(TASK GOAL)
From the travel advice text below, reproduce the passage starting at "Life in developing" and ending at "to learn English.".

Choose your transportation wisely  

Safety standards aren’t a thing in many developing countries.  If flying on an internationally recognized major airline isn’t an option, ensure you research information on the local airline’s safety records (same goes for trains and buses).  Input the company’s name and the term “safety record”, “crash” or “blacklist” into an online search.  In mountainous Laos, where the roads are winding with steep drops, I took a small van instead of a huge bus in between cities.

Some locals will feel resentful towards you

If you’re from a rich, western country, you will find that some locals in developing countries will feel some bitterness and resentment towards your luxuries and easier way of life.  You’ll also find that people in developing countries often have a very unrealistic perception of the western lifestyle and wealth, largely due to the media and music videos etc.  They don’t understand that while our wages are higher, that our cost of living is also much higher.  It doesn’t matter if you’re backpacking on a tight budget, you will be viewed as rich purely because you’re traveling, and traveling of any kind is a luxury in developing countries.  You will experience getting ripped off, and sometimes in very large amounts, with the justification that you’re from a rich country.

You will likely become more appreciative about where you’re from

Life in developing countries can be rough, with much more poverty, crime and corruption than you’re accustomed to.  Some of the locals in the very popular developing countries I’ve traveled have said that their country is fun to travel as a tourist, but not to live.

If you’re a woman, you’ll become extra appreciative

Women often have far fewer rights and freedoms in developing countries and domestic abuse is normal.

Learn a few phrases in the local language 

Not everyone can afford to learn English.

(SUPPLIED INFORMATION)
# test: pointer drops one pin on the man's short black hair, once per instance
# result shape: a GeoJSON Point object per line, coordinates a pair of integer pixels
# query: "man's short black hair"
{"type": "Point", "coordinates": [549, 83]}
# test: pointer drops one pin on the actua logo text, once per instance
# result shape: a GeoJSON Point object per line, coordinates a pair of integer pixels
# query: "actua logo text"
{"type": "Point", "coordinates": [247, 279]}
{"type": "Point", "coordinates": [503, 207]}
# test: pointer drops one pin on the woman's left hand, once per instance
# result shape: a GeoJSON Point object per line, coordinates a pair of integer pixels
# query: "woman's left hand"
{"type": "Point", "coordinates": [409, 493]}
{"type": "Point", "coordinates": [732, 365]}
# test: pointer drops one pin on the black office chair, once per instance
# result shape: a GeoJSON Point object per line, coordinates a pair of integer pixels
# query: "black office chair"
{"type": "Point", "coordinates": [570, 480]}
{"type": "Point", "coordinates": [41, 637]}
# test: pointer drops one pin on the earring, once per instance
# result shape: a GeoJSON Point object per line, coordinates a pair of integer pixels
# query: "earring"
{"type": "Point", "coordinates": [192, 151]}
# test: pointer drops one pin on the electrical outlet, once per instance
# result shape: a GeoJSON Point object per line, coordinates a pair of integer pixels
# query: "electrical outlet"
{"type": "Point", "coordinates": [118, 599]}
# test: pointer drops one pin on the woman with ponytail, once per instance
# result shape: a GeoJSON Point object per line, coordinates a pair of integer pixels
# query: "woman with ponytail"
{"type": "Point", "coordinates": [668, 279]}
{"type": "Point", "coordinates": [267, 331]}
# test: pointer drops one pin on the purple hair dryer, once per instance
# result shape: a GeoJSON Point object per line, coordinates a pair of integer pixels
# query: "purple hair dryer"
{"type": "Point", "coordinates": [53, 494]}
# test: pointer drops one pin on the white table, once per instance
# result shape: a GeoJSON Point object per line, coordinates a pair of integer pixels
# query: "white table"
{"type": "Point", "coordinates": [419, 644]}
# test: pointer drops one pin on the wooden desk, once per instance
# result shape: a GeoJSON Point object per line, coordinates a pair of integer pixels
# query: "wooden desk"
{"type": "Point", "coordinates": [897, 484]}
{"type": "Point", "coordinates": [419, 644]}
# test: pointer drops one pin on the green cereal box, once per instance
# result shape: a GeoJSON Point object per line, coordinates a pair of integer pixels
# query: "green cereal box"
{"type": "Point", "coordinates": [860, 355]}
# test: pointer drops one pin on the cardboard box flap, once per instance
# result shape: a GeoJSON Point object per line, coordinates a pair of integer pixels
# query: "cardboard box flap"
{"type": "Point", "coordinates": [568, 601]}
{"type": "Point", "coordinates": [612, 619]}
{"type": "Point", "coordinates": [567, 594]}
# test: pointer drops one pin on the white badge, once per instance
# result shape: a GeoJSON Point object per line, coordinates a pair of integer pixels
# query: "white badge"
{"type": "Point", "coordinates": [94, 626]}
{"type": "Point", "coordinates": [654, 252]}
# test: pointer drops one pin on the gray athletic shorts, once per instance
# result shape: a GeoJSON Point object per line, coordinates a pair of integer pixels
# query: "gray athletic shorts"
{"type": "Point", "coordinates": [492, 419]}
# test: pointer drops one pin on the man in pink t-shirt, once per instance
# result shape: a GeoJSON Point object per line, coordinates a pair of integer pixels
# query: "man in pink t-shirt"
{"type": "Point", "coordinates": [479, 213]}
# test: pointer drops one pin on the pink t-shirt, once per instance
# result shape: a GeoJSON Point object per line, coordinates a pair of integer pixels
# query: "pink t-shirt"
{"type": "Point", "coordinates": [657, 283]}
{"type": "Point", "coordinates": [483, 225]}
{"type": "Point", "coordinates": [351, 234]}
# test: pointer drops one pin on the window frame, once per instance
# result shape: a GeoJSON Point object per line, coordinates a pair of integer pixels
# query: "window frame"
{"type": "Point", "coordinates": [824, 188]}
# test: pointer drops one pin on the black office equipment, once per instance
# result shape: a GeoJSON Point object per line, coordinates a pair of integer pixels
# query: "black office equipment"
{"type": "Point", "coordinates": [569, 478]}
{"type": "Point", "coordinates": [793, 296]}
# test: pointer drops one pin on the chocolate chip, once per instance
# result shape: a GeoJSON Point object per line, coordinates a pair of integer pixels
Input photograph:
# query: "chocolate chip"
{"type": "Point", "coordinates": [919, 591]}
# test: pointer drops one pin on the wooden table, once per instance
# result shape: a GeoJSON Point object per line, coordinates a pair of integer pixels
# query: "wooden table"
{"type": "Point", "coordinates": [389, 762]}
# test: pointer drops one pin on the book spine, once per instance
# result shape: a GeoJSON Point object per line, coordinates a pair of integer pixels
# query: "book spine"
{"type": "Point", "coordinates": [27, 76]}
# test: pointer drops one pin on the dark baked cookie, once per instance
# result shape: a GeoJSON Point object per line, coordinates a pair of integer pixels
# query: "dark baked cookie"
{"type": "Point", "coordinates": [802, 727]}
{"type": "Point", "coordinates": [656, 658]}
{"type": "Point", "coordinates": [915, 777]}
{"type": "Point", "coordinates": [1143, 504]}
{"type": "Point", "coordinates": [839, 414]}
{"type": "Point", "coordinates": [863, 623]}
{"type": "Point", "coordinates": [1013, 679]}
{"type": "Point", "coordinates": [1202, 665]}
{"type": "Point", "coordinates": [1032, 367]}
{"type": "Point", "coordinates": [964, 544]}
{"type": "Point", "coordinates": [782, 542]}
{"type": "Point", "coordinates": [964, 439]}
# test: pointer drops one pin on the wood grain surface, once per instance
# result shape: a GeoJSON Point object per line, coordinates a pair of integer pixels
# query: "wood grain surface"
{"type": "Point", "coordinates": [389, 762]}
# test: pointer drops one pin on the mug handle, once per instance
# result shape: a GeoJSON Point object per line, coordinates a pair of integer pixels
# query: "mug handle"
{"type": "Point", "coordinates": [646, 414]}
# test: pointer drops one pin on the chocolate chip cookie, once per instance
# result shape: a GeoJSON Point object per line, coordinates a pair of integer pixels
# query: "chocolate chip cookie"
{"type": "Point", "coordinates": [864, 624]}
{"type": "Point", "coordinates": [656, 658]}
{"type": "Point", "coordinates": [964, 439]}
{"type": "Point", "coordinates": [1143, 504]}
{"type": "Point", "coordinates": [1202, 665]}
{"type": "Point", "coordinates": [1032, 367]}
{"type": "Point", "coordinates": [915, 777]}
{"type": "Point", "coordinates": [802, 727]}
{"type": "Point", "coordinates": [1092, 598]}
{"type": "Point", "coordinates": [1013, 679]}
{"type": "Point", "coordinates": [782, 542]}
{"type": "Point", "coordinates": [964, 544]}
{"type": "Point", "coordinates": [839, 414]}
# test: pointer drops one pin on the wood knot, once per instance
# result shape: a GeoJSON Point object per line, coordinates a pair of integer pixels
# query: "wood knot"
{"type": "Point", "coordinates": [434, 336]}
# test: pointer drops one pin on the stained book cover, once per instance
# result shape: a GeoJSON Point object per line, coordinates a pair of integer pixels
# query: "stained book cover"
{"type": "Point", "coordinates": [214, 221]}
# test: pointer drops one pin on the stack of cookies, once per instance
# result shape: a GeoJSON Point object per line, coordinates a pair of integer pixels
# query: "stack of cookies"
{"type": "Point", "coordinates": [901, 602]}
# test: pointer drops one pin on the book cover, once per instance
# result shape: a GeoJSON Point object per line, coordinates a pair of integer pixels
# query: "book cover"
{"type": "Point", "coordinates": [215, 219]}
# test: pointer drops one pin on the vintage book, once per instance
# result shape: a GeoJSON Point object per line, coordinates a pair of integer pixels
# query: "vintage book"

(SOLVED EXERCISE)
Life in developing countries can be rough, with much more poverty, crime and corruption than you’re accustomed to.  Some of the locals in the very popular developing countries I’ve traveled have said that their country is fun to travel as a tourist, but not to live.

If you’re a woman, you’ll become extra appreciative

Women often have far fewer rights and freedoms in developing countries and domestic abuse is normal.

Learn a few phrases in the local language 

Not everyone can afford to learn English.